+++ Excerpt to read
Mrs. Seeka Tris comes in with her daughter Susan for a second opinion. They really like their doctor, and don’t want him to know that they are seeing me, but it has been such a rough time that Susan thought it might be worthwhile. “Mom had mitral valve surgery last spring. When she woke up after the surgery, things didn’t go very well. She ended up in the ICU for 10 days with a tube in her throat on a ventilator. She recovered, and we’re happy, but when the tube came out she couldn’t speak except for a whisper.”
Mrs. Tris went home with a soft voice. Over about a month, her surgeon’s prediction proved correct and her voice began to recover. By two months, she was speaking much better, almost with a normal volume. However, her breathing worsened enough one night that she called her daughter. At the emergency room, a ventilation-perfusion scan ruled out pulmonary embolus and she was sent home. She visited a pulmonologist (breathing tests, bronchoscopy), then an ENT (“vocal cords not working well”), then a laryngologist (bilateral vocal cord paralysis, confirmed by EMG), then a neurolaryngologist (botulinum toxin injection to one vocal cord to open the airway). Six months after waking without a voice, the injection has made her breathing a little worse rather than better. She is now in my office for another opinion.
With a history of voice loss after a tube in the throat, there are two likely reasons. First: if the cuff of the endotracheal tube was inflated too much and too close to the undersurface of the vocal cords, it may have put pressure on the nerves entering the vocal cord muscles — causing a nerve injury. Second: the hard plastic tube may have put pressure on the cartilages between the vocal cords at the back of the larynx. Even in as little as two hours, this pressure may injure the mucosa. After the tube is removed, the ulcerated area contracts and scars over several weeks, pulling the back of the vocal cords together.
In a nerve injury, the vocal cords will not be moving well after the tube is removed. However, the recurrent laryngeal nerve has a very strong propensity to regrow — over a few weeks to a few months the nerve sprouts new endings that grow back to the muscles. Several months later, the voice may become strong again, but the vocal cords may fail to open during breathing. Mrs. Tris’s pattern — improving voice, then worsening breathing — fits this picture.
++++++
+++ Available data
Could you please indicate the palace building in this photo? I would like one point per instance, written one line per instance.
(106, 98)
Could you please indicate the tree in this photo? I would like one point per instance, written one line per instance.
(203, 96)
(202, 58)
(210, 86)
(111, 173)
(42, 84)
++++++
Task item>
From the case account above, list in order the specialists Mrs. Tris visited after her emergency room visit.

Solution for this task>
1. Pulmonologist
2. ENT
3. Laryngologist
4. Neurolaryngologist